# [Problem to work on]
Please retype the stretch of the records below from the line containing "Thank you for the photo. Could you point to the green" through the line containing "column 292, row 230", both lines included, copying each line unchanged.

# [Raw records]
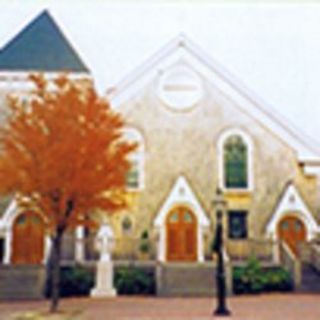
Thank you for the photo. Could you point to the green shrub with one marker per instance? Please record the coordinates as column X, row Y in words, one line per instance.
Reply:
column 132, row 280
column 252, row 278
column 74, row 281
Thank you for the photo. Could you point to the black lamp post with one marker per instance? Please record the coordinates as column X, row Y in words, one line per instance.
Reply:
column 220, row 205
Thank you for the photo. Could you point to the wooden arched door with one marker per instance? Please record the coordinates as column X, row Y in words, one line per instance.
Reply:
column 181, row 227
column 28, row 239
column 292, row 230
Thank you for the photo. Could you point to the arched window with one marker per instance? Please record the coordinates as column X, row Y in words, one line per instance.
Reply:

...

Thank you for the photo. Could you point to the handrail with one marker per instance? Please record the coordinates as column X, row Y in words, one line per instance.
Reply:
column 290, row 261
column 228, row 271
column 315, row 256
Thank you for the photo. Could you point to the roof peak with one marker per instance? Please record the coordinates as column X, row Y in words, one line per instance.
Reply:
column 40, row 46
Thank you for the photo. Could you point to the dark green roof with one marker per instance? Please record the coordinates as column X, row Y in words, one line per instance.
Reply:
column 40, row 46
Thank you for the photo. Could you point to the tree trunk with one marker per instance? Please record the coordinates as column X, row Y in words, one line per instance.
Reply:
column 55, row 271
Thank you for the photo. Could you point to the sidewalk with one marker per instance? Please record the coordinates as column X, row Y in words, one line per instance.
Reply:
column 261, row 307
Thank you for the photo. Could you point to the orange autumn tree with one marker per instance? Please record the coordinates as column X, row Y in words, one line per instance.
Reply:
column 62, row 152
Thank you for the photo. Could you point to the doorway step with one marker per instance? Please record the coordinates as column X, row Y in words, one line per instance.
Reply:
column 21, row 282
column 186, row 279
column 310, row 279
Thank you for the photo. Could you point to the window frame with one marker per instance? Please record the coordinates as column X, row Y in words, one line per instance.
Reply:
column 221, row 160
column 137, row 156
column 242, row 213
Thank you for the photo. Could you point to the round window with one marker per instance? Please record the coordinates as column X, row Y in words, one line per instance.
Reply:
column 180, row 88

==

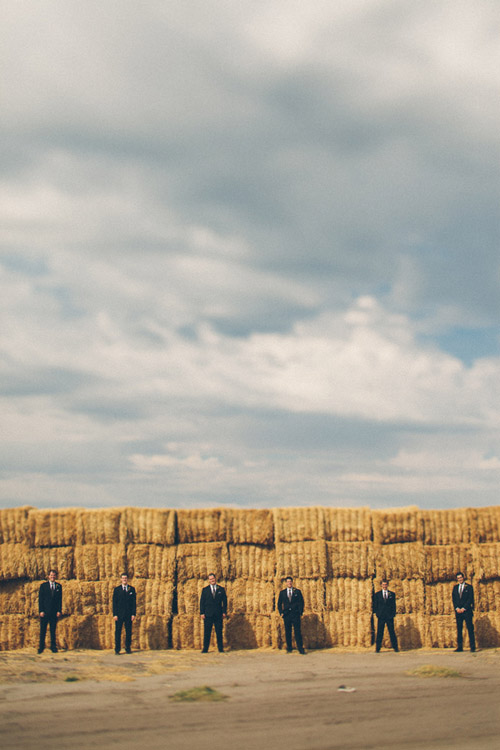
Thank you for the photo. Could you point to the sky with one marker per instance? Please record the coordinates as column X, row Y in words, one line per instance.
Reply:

# [Exercise answer]
Thank you for the photo. Could you point to the green shrub with one marker per instance? Please record the coordinates as column X, row Y in words, one line per instance.
Reply:
column 132, row 280
column 252, row 278
column 74, row 281
Thank you for the photo. Could you point to the black lamp post with one marker per instance? Please record the coordinates as column X, row Y in words, one line per instance.
Reply:
column 220, row 205
Thank you for the photo. Could you point to the wooden arched door with one marker per instance? Please record the coordinates as column X, row Y in words, one line per instance.
Reply:
column 181, row 227
column 28, row 239
column 292, row 230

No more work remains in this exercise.